## [Task directions]
Print the stretch of the KL divergence loss documentation from "z = predictions[LatentKey.POSTERIOR_LATENT.value]" through "q(z) - log p(z)" without changing any characters.

## [Source passage]
Compute KL divergence loss.

Parameters:

Name Type Description Default
predictions dict[str, Tensor]

Dictionary with 'mu' and 'logvar' keys

required
targets dict[str, Tensor]

Not used for KL divergence

required
is_pad Tensor | None

Not used for KL divergence

None

Returns:

Type Description
LossOutput

LossOutput with KL divergence loss

Source code in src/versatil/metrics/losses/divergence.py
def forward(
    self,
    predictions: dict[str, torch.Tensor],
    targets: dict[str, torch.Tensor],
    is_pad: torch.Tensor | None = None,
) -> LossOutput:
    """Compute KL divergence loss.

    Args:
        predictions: Dictionary with 'mu' and 'logvar' keys
        targets: Not used for KL divergence
        is_pad: Not used for KL divergence

    Returns:
        LossOutput with KL divergence loss
    """
    if LatentKey.PRIOR_LOG_PROB.value in predictions:
        mu_q = predictions[LatentKey.POSTERIOR_MU.value].float()
        logvar_q = predictions[LatentKey.POSTERIOR_LOGVAR.value].float()
        std_q = (0.5 * logvar_q).exp()
        z = predictions[LatentKey.POSTERIOR_LATENT.value]
        log_p_z = predictions[LatentKey.PRIOR_LOG_PROB.value]  # (B,)
        posterior = torch.distributions.Normal(mu_q, std_q)
        log_q_z = posterior.log_prob(z).sum(dim=-1)  # (B,)
        # KL(q || p) = E_q[log q - log p] ≈ log q(z) - log p(z)
        kld = log_q_z - log_p_z
        kld_mean = kld.mean()

        component_losses = {MetricKey.KL_DIVERGENCE.value: kld_mean}
        total_loss = self.weight * kld_mean

        metadata = {
            MetadataKey.POSTERIOR_Z.value: z,
            MetadataKey.POSTERIOR_MU.value: mu_q,
            MetadataKey.POSTERIOR_LOGVAR.value: logvar_q,
        }
        prior_latent = predictions.get(LatentKey.PRIOR_LATENT.value)
        if prior_latent is not None:
            metadata[MetadataKey.PRIOR_Z.value] = prior_latent

        return LossOutput(
            total_loss=total_loss,
            component_losses=component_losses,
            metadata=metadata,
        )

    # Standard Gaussian prior - uses closed-form KL
    required_keys = self.get_required_keys()
    required_keys.update({LatentKey.PRIOR_MU.value, LatentKey.PRIOR_LOGVAR.value})
    if not all(k in predictions for k in required_keys):
        raise ValueError(
            f"Predictions must contain '{required_keys}' for KLDivergenceLoss."
        )
    mu_posterior = predictions[
        LatentKey.POSTERIOR_MU.value
    ].float()  # Using fp32 float for stability
    logvar_posterior = predictions[LatentKey.POSTERIOR_LOGVAR.value].float()
    mu_prior = predictions[LatentKey.PRIOR_MU.value].float()
    logvar_prior = predictions[LatentKey.PRIOR_LOGVAR.value].float()

## [Recorded data]
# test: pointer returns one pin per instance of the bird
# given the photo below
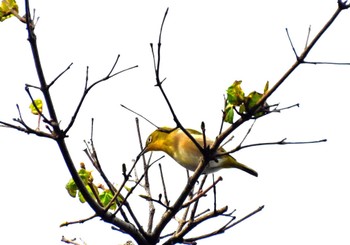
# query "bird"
(180, 147)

## [Exercise solution]
z = predictions[LatentKey.POSTERIOR_LATENT.value]
        log_p_z = predictions[LatentKey.PRIOR_LOG_PROB.value]  # (B,)
        posterior = torch.distributions.Normal(mu_q, std_q)
        log_q_z = posterior.log_prob(z).sum(dim=-1)  # (B,)
        # KL(q || p) = E_q[log q - log p] ≈ log q(z) - log p(z)